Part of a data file
>>>

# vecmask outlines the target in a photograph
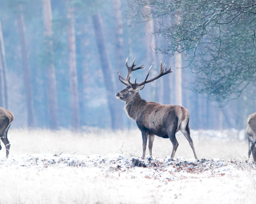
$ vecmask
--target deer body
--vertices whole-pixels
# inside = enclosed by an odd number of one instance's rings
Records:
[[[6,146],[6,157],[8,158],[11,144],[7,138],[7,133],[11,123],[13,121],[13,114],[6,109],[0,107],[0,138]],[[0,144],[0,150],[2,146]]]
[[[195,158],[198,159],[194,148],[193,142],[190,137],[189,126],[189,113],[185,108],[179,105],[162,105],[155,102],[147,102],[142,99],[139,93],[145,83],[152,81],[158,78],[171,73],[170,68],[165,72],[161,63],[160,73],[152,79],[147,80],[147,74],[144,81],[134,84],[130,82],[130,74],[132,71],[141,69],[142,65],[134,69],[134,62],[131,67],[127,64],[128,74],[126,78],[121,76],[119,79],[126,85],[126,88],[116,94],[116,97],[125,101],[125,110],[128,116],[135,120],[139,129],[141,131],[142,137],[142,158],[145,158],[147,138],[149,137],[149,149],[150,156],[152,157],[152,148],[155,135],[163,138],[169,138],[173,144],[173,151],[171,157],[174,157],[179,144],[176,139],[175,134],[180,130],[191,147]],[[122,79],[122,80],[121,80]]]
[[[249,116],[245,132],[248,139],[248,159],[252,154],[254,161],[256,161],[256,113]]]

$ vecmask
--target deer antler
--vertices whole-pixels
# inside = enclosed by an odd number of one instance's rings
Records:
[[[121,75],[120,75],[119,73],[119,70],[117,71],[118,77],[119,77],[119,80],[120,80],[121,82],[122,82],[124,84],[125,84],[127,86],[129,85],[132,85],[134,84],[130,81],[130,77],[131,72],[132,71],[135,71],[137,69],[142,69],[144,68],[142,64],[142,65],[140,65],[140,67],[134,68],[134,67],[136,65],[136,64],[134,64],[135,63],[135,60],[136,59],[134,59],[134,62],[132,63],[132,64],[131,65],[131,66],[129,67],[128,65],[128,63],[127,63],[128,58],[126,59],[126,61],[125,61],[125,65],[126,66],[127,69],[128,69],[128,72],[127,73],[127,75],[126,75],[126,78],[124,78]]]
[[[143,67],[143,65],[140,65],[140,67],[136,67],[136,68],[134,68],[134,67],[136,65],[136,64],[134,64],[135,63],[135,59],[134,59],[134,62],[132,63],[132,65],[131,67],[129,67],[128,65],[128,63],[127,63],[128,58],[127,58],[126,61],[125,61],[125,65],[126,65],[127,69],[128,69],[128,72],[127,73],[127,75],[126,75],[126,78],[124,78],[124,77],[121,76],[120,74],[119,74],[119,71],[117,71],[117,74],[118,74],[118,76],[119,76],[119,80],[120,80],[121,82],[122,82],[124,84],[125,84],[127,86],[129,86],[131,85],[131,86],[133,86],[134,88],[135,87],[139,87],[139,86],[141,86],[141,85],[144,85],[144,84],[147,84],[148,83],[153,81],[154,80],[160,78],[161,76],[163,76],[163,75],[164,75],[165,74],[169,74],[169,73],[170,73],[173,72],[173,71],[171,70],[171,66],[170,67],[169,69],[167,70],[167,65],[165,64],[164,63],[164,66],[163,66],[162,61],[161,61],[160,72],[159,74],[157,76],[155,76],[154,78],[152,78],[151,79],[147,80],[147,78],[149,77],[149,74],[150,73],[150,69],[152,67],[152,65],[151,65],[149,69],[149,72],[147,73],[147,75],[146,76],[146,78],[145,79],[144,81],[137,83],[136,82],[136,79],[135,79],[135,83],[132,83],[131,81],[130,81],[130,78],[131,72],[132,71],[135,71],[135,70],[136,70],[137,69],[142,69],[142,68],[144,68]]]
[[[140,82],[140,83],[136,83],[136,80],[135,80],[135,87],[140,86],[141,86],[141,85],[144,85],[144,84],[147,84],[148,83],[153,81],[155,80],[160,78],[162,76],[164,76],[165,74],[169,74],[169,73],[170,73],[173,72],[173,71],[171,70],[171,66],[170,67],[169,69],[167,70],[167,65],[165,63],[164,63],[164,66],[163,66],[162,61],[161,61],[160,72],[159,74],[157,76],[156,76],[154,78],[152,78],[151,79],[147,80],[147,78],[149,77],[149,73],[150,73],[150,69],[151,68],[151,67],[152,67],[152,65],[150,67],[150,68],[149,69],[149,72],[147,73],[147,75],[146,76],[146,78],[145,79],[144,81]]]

<<<
>>>

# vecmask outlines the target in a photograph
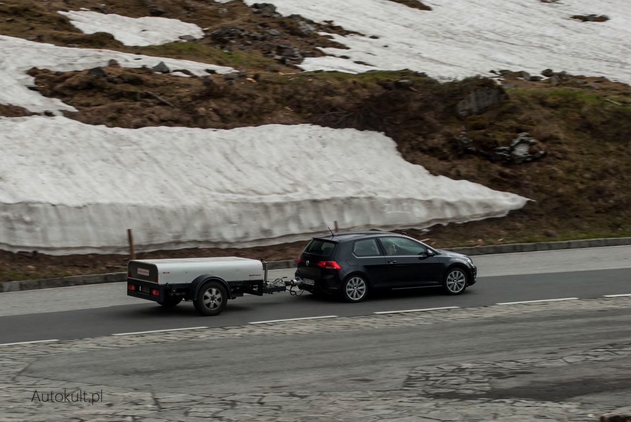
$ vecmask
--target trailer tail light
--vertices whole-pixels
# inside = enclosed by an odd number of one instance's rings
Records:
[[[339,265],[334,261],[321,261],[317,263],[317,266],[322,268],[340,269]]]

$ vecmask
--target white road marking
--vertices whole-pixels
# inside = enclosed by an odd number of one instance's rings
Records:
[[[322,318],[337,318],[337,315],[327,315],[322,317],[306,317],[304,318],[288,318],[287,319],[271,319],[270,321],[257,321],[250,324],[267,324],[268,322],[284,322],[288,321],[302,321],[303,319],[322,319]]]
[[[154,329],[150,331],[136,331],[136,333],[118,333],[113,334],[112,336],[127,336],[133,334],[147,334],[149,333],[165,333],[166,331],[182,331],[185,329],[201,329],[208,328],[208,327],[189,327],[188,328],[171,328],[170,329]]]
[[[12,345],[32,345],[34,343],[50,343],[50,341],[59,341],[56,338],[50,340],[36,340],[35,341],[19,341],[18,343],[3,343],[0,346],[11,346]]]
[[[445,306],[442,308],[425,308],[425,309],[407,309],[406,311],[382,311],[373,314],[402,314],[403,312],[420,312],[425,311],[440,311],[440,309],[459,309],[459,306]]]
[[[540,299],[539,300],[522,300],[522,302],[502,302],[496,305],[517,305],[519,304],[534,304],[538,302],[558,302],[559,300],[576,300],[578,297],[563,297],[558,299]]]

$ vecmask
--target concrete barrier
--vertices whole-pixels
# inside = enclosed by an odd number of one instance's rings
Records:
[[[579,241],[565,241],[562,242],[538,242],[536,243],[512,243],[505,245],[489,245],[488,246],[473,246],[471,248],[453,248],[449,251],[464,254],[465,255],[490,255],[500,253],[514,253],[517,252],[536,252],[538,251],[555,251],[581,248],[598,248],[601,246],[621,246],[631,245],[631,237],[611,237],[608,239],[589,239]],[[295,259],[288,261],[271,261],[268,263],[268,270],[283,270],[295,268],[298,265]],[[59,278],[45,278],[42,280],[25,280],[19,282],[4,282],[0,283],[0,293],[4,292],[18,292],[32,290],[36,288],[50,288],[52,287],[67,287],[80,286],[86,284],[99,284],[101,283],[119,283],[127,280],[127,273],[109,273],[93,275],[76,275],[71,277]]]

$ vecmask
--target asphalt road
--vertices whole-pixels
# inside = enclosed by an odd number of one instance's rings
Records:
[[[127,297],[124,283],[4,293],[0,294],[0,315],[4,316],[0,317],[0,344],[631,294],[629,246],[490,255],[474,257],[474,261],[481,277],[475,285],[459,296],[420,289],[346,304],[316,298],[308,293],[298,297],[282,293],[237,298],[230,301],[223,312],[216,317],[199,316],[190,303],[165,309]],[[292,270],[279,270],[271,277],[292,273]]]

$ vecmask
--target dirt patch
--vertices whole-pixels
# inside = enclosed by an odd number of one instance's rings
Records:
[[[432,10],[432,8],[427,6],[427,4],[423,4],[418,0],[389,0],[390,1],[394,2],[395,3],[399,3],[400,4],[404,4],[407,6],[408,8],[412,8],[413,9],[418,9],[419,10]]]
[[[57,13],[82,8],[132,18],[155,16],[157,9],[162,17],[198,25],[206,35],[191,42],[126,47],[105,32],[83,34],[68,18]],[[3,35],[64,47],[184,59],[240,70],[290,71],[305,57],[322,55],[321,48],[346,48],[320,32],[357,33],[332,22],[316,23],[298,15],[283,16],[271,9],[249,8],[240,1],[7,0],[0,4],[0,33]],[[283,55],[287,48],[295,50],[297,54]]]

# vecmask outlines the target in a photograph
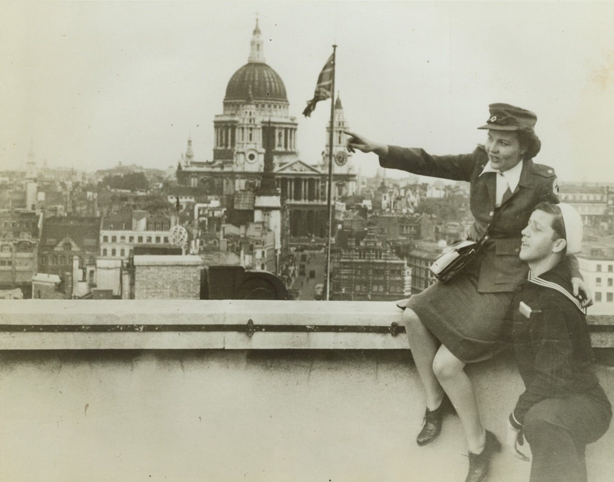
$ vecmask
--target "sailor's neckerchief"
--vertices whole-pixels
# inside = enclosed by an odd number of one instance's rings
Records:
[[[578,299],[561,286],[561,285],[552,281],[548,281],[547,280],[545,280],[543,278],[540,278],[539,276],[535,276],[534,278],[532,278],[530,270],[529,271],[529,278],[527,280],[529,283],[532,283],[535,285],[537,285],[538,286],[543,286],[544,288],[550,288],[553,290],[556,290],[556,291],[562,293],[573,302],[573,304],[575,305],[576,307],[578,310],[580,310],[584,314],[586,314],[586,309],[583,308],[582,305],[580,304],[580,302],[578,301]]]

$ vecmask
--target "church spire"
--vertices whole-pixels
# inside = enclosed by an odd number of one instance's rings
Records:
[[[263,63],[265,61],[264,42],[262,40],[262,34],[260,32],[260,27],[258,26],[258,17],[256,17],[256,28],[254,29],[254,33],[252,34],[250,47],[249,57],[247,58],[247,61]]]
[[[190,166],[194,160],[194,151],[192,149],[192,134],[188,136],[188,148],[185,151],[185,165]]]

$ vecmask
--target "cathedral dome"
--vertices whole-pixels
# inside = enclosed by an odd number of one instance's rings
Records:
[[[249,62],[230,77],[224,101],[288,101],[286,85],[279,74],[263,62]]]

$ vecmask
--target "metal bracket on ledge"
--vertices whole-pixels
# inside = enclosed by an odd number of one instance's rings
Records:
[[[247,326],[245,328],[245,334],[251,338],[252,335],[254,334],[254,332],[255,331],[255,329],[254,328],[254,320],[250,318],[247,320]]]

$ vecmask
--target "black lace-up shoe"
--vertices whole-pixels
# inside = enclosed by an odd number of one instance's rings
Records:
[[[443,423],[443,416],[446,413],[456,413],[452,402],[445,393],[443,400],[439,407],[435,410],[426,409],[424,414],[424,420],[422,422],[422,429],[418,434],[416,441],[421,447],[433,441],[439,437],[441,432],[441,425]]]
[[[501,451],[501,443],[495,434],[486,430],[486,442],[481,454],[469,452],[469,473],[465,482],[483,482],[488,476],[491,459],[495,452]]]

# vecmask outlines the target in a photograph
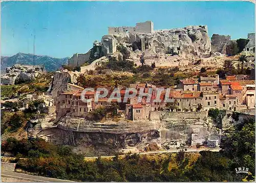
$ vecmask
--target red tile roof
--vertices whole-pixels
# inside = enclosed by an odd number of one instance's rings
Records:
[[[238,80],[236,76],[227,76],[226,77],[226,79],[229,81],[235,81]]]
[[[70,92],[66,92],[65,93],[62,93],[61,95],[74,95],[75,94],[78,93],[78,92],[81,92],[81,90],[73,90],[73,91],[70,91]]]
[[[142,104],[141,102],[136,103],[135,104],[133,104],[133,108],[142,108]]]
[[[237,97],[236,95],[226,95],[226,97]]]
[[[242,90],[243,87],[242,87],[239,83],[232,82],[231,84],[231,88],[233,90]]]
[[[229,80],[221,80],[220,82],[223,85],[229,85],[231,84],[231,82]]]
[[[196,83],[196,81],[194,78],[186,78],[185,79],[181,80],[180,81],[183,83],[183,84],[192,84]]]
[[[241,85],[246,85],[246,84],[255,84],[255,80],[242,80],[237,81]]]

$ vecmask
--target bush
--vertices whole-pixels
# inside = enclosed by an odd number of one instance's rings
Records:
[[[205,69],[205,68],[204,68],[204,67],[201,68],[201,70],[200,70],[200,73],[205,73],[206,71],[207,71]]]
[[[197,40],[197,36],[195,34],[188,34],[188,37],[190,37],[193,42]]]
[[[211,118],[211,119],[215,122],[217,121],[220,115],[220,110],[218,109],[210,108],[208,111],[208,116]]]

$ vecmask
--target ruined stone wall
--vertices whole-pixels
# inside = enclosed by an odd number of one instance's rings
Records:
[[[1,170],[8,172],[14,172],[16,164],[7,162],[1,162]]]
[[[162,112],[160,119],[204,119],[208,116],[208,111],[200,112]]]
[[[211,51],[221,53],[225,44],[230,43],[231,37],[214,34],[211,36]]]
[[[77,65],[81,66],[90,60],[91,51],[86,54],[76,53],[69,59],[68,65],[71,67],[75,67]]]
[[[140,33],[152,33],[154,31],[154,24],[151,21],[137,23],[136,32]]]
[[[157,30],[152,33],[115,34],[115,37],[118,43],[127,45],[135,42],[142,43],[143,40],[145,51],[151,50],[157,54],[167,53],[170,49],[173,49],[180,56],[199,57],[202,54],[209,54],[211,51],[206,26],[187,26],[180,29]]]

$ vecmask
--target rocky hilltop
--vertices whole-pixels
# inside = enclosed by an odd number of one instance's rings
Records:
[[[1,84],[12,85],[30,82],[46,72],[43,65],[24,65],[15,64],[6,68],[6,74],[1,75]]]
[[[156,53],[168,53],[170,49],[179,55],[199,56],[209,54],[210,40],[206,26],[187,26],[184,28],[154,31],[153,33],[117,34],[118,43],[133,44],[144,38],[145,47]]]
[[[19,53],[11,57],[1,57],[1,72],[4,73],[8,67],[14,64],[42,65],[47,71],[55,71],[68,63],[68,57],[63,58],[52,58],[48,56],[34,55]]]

<<<
>>>

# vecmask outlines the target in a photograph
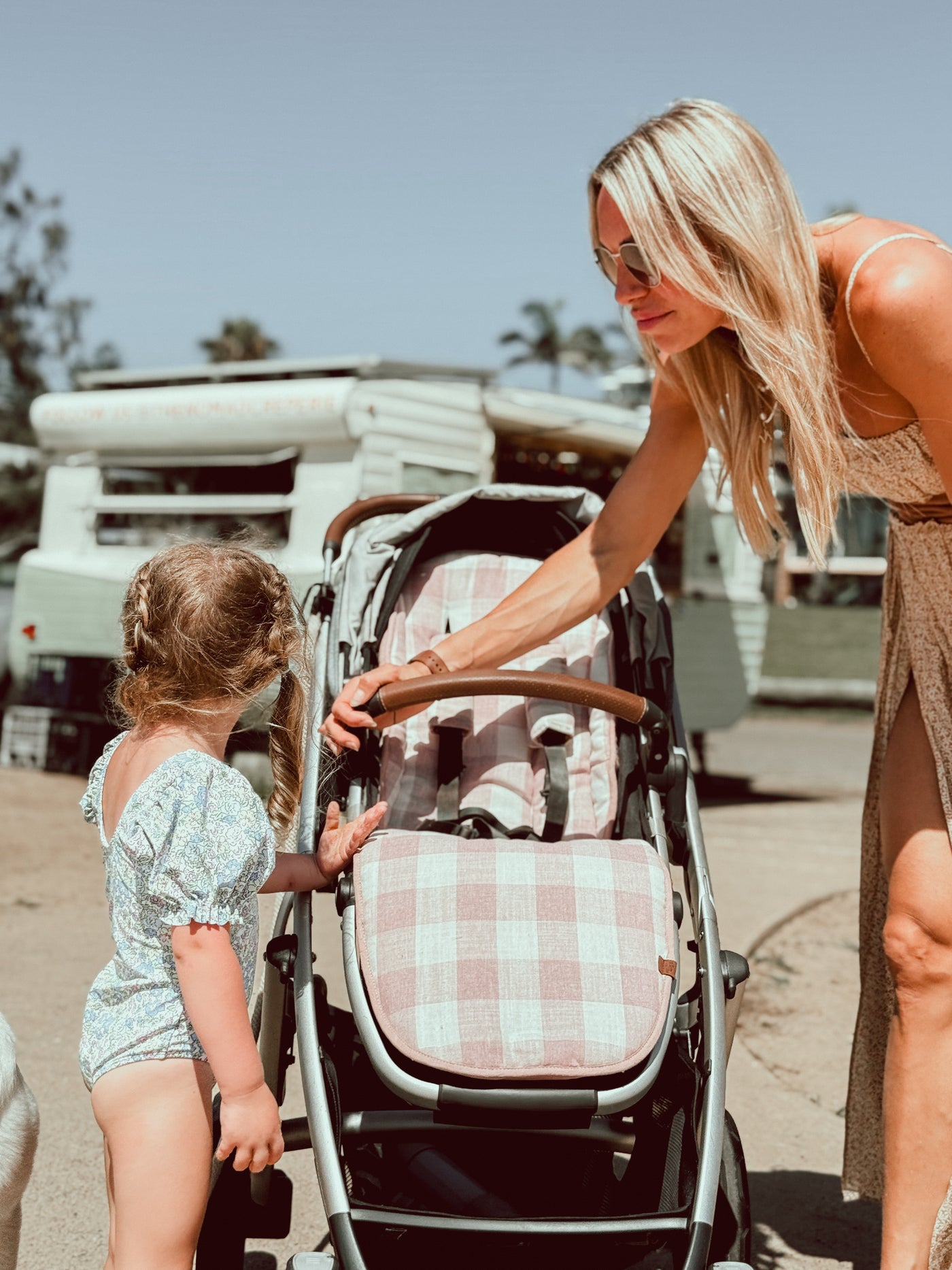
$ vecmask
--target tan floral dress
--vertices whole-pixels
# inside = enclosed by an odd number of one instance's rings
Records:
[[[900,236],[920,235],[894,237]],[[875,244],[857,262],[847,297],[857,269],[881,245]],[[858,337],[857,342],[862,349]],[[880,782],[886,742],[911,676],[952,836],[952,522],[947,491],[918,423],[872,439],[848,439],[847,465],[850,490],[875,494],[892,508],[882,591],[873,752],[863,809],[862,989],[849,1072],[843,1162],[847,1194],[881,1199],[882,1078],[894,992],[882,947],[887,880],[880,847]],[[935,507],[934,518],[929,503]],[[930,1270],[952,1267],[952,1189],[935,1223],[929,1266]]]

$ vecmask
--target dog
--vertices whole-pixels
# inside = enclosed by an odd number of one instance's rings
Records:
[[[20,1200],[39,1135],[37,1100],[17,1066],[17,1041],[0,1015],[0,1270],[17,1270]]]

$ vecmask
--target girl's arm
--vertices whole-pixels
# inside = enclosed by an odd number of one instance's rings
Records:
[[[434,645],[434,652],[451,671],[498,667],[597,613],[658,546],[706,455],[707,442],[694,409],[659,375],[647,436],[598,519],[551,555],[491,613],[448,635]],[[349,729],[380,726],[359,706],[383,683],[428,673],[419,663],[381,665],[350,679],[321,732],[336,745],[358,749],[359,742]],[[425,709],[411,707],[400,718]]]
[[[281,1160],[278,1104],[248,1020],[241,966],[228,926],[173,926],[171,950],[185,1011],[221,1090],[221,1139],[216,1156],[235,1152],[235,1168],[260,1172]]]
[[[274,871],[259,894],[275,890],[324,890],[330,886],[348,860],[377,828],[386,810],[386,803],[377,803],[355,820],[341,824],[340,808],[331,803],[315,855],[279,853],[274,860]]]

<<<

**YOUR OBJECTIVE**
How many lines of the listing above contain the string "road", counting case-sensitively? Reply with the number alone.

**REPLY TO THE EXERCISE**
2